── Article
The Mortar Matters

Stone pointed

New mortar in old stone at All Souls

A sermon for the Eleventh Sunday after Pentecost, August 24, 2014.  The lectionary readings are Isaiah 51:1-6, Psalm 138, Romans 12:1-8, and Matthew 16:13-20.

I’ve been thinking a lot about rocks this week—with today’s Gospel and with all kinds of other issues. At our construction status meeting on Thursday, we talked about rocks—about stone, and when the stonework would begin in the schedule, and when a test wall would be created. In another discussion, there was talk about our “old rocks” too—the stone on our existing building, as we try to care for it and repair some of the deteriorating places. I thought of rocks in terms of dealing with some of our neighbors, as I wondered this week, if a few them were about to take up rocks and throw them at us, since it was a noisy week with big, rumbling equipment.

Rocks have been in the news, if we watch it or read it. We see people picking up rocks and throwing them in Gaza, in Ferguson, Missouri. Rocks are weapons when we’re little or when we’re desperate, whenever people are powerless. In one of the stories about Jesus, a crowd gathers around a women accused of adultery. But Jesus cautions people about being quick to cast the first stone—whether literally, or figuratively. Instead of the way of violence and aggression, Jesus suggests a way of engagement, a way of relationship.

The scriptures today invite us to think about rock not so much as objects outside ourselves, but instead, the scriptures invite us to think of how we can sometimes be like rock—in good and bad ways. The scriptures speak of people being like rock, and even of God being like rock.

Isaiah, says, “Hearken to me, you who pursue deliverance, you who seek the LORD; look to the rock from which you were hewn, and to the quarry from which you were dug.”

Isaiah pictures the Lord God as a rock. God doesn’t change. God is always there. God is immune to custom or convention. Water does not erode. Pollution does not damage. God provides shelter and represents strength and power and stability.

The people of Israel did change.  They struggled with false idols. They get bored with the Rock of Ages replaced God with fake things, with pretty things, with things that charm and wow and take up time and money and attention. They forgot their own ability to be strong and steady, and so they crumbled and began to disintegrate.

In the Gospel, the mention of rocks only comes up after a lengthy and important discussion. Jesus puts a big question to his disciples. He asks them: “Who do people say that the Son of Man is?”

Here, Jesus is using a very old term, “Son of Man.” It’s a term that would have resonated with any of his Jewish disciples. They would have heard this term their whole lives when they heard scripture, or songs, or talk of religion and the expectation and hope that God might come in a new way. Ezekiel the prophet, way back in the Hebrew Scriptures, is referred to as Son of Man. Daniel, another prophet, is called Son of Man. It is a phrase that encompasses prophecy, a special chosen status by God, and more than a hint toward messiahship.

And so the disciples tell Jesus what the people are thinking about him. “People think you’re a prophet,” they say. “A great prophet, a mighty prophet. Some say you’re Elijah returned. Some say John the Baptist.” This shows us how the people saw Jesus at this point (at least through the eyes of Matthew the Gospel writer. ) They don’t seem yet to have connected Jesus with being the Son of God, or the Messiah. But Jesus questions on. Who do YOU say that I am.
────
_Exercises_
- 1) Return the part of the sermon starting at "The people of" and ending at "began to disintegrate.", copied word for word.
- 2) Resume the sermon about rocks from where it stops, and carry it on in the same voice.
── Dataset entries
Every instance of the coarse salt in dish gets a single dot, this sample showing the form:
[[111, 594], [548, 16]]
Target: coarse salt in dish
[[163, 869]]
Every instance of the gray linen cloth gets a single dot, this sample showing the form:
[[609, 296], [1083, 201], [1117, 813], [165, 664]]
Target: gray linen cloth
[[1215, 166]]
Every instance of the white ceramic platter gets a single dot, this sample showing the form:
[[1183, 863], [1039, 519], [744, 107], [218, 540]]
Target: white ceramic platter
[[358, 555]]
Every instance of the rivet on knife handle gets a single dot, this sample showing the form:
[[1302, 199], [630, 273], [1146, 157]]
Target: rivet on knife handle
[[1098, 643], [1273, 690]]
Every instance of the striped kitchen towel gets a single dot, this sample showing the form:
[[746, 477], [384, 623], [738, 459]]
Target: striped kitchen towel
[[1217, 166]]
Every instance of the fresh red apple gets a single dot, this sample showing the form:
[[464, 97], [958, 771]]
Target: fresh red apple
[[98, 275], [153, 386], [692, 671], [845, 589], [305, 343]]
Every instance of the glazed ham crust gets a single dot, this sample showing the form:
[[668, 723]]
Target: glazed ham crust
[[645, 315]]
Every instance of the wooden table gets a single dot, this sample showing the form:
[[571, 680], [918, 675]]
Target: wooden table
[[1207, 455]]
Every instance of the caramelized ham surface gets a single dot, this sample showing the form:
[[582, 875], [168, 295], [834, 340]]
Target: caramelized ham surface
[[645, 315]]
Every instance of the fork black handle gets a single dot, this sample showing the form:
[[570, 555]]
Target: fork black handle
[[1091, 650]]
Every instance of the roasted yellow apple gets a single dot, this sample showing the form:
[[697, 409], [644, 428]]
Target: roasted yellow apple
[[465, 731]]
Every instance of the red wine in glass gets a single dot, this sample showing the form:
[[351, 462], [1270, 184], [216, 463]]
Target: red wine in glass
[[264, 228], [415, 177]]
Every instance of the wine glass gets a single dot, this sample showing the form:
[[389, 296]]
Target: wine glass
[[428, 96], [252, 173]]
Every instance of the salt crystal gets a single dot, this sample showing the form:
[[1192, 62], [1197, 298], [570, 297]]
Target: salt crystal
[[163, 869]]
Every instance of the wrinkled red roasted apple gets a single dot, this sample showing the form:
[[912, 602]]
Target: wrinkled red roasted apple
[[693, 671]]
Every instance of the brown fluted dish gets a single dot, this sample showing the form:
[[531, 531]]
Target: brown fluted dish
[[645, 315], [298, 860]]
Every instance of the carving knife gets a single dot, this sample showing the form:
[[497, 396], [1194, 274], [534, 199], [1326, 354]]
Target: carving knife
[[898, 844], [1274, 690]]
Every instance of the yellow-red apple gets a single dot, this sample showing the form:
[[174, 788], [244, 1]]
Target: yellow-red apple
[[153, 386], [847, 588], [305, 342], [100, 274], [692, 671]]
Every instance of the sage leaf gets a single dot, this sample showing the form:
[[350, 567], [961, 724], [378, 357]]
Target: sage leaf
────
_The replies_
- 1)
The people of Israel did change.  They struggled with false idols. They get bored with the Rock of Ages replaced God with fake things, with pretty things, with things that charm and wow and take up time and money and attention. They forgot their own ability to be strong and steady, and so they crumbled and began to disintegrate.

- 2)
Simon, the disciple who often speaks up, says with clarity, faith, and daring, “You are the Christ. The Son of the Living God.“

Jesus looks at him, and says, “Blessed are you, Simon son of Jonah. Your name [Peter, which means “rock” in Aramaic] is the rock I choose.  On you, the rock, will I build my church. And the powers of death shall not prevail against it. I will give you the keys of the kingdom of heaven, and whatever you bind on earth shall be bound in heaven, and whatever you loose on earth shall be loosed in heaven.”

Here, Jesus basically establishes the Church upon Peter and the other apostles. He breathes on them and gives them the Holy Spirit. The term, “apostolic succession” points to this beginning. While some might argue that, apostolic succession means that authority in the church exists in a clear line drawn from Saint Peter through all the bishops of the church to this very day, another view argues that apostolic succession (especially championed by the early Church Fathers) has to do with the faith that is passed down. It’s faith, not some tight, bound-up understanding of authority and control, that is handed down through history from community, to community, to community. Rather than using all the customary symbols when a new bishop is consecrated, a better symbol of the church’s faith might be to hand a rock to the new bishop, a rock or stone representing that faith that is handed down, from one generation of the faithful to the next.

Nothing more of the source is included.